- [Tekst do czytania]:
┄┄┄┄┄┄┄┄┄┄

O całej sprawie zawiadomił nas jeden z członków rodziny pracujących tam osób, który poinformował, że w Domu Pomocy Społecznej w Jedlance dochodziło do znęcania się psychicznego na pracownikach. Jak wynika z informacji nam przekazanych, 26 kwietnia, odbyło się spotkanie z Krzysztofem Murawskim, przewodniczącym rady powiatu radomskiego i Arturem Jonczykiem, dyrektorem Powiatowego Centrum Pomocy Rodzinie w Radomiu. - W spotkaniu uczestniczyła delegacja pracowników. Ci ludzie dostali zapewnienie od pana dyrektora Jonczyka, że zajmą się całą sprawą. Usłyszeli: „ proszę się nie bać i wracać do pracy, my tą sprawę jak najszybciej się zajmiemy" – twierdzi nasz informator. - Ale na drugi dzień po spotkaniu, pracownicy byli szykanowani, ostro atakowani, zmuszani do zmiany stanowisk pracy.
Pracownicy DPS-u złożyli w Starostwie Powiatowym oficjalne pismo w tej sprawie, a także w Powiatowym Centrum Pomocy Rodzinie; otrzymali je ponadto poseł Anna Kwiecień i wicemarszałek senatu Adam Bielan. Pod skargą podpisało się 28 osób. - Po złożeniu pisma zachowania dyrektor znowu się nasiliły. Ta eskalacja zachowań doprowadziła do tego, że 8 maja pogotowie zabrało pracownik socjalną z 15-letnim stażem do szpitala, bo zasłabła, a 14 maja nastąpiło apogeum, jeden z pracowników próbował popełnić samobójstwo - mówi nasz informator - Ta sprawa dotknęła całe nasze rodziny. To jest dramat rodzin, tak dalej być nie może…
Informację o tym, że na terenie Domu Pomocy Społecznej w Jedlance doszło do próby samobójczej potwierdza komendant z Komisariatu Policji w Jedlińsku. - Pani dyrektor powiadomiła nas, że pracownik wyszedł z jej gabinetu i próbował podciąć sobie żyły. Trwają czynności wyjaśniające w tej sprawie – mówi asp. sztab. Łukasz Sieczak.
Dyrektor Powiatowego Centrum Pomocy Rodzinie w Radomiu Artur Jonczyk nie chciał komentować sprawy. - Proszę kontaktować się z rzecznikiem starosty - usłyszeliśmy.
Co na to starostwo?
DPS w Jedlance podlega pod Starostwo Powiatowe w Radomiu. "W dniu 6 maja 2019 roku do Starostwa Powiatowego w Radomiu wpłynęła skarga, adresowana do Starosty Radomskiego, podpisana przez 28-osobową grupę pracowników Domu Pomocy Społecznej w Jedlance. Dotyczyła ona m.in. metod zarządzania, stosowanych przez Panią Izabelę Lorenc, dyrektor tej placówki" - wyjaśnia nam Marcin Genca, rzecznik prasowy starosty radomskiego.

┄┄┄┄┄┄┄┄┄┄

- [Części ćwiczenia]:
a – Oceń, czy te stwierdzenia zgadzają się z artykułem o DPS w Jedlance: (i) pod skargą podpisało się 28 osób; (ii) skarga wpłynęła do Starostwa Powiatowego w Radomiu 14 maja 2019 roku; (iii) Artur Jonczyk skomentował sprawę. Przy każdym napisz „tak” lub „nie” i przytocz dokładnie rozstrzygające słowa artykułu.
b – Przepisz bez zmian fragment artykułu o DPS w Jedlance, wszystko od słów „Dyrektor Powiatowego Centrum” aż po słowa „starosty - usłyszeliśmy.”.
c – Napisz dalszy ciąg artykułu o skardze pracowników DPS w Jedlance, zaczynając od miejsca po jego ostatnim zdaniu.
Poniższe wiersze to odrębny materiał, niezwiązany z artykułem.

┄┄┄┄┄┄┄┄┄┄

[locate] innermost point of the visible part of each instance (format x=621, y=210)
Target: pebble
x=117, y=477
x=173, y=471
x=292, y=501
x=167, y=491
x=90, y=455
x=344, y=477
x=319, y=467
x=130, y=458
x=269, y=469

┄┄┄┄┄┄┄┄┄┄

- [Odpowiedzi do zadań]:
a –
(i) Tak: „Pod skargą podpisało się 28 osób.”
(ii) Nie: „W dniu 6 maja 2019 roku do Starostwa Powiatowego w Radomiu wpłynęła skarga”
(iii) Nie: „Dyrektor Powiatowego Centrum Pomocy Rodzinie w Radomiu Artur Jonczyk nie chciał komentować sprawy.”

b –
Dyrektor Powiatowego Centrum Pomocy Rodzinie w Radomiu Artur Jonczyk nie chciał komentować sprawy. - Proszę kontaktować się z rzecznikiem starosty - usłyszeliśmy.

c –
Trzy dni później skarga została skierowana do rozpatrzenia przez Komisję Skarg, Wniosków i Petycji powołaną przez Radę Powiatu. Zgodnie z przepisami starosta nie jest organem rozpatrującym bezpośrednio tego typu pisma. Pierwsze posiedzenie w tej sprawie ma się odbyć w najbliższy poniedziałek, 20 maja. "Jeśli skarga zostanie uznana za zasadną, może być później procedowana podczas Sesji Rady Powiatu Radomskiego. Do tego czasu nie ma podstaw prawnych do zawieszenia w obowiązkach" - wyjaśnia Genca.
Sprawa w prokuraturze
Zawiadomienie ws. znęcania psychicznego nad grupą pracowników Domu Pomocy Społecznej w Jedlance przez dyrektor placówki do Prokuratury Rejonowej Radom-Zachód wpłynęło 15 maja. Doniesienie w imieniu 12 osób złożył pełnomocnik, prawnik. - Wynika z niego, że dyrektor od września 2014 do 14 maja 2019 roku znęcała się psychicznie nad podwładnymi. Miało to polegać na używaniu wobec pokrzywdzonych słów uznanych powszechnie za obelżywe, poniżaniu tych osób, stosowaniu gróźb różnego rodzaju, polegających m.in. na bezpodstawnym zwolnieniu z pracy czy przesunięciu na inne stanowisko, służbowym nie przyznaniu premii czy innych świadczeń pracowniczych, a także zlecanie prac fizycznie niemożliwych do wykonania w określonym czasie – wylicza prokurator Beata Galas, rzecznik Prokuratury Okręgowej w Radomiu. - Z doniesienia wynika, że skutkiem takiego zachowania, 14 maja 2019 roku jedna z tych osób pokrzywdzonych targnęła się na własne życie poprzez przecięcie nadgarstka lewej dłoni i aktualnie jest hospitalizowana.
Obecna dyrektor pełni swoją funkcję od 2014 roku. W placówce jest zatrudnionych ponad 80 pracowników.
Mimo wielu prób, do momentu publikacji artykułu, nie udało nam się skontaktować z dyrektor DPS w Jedlance.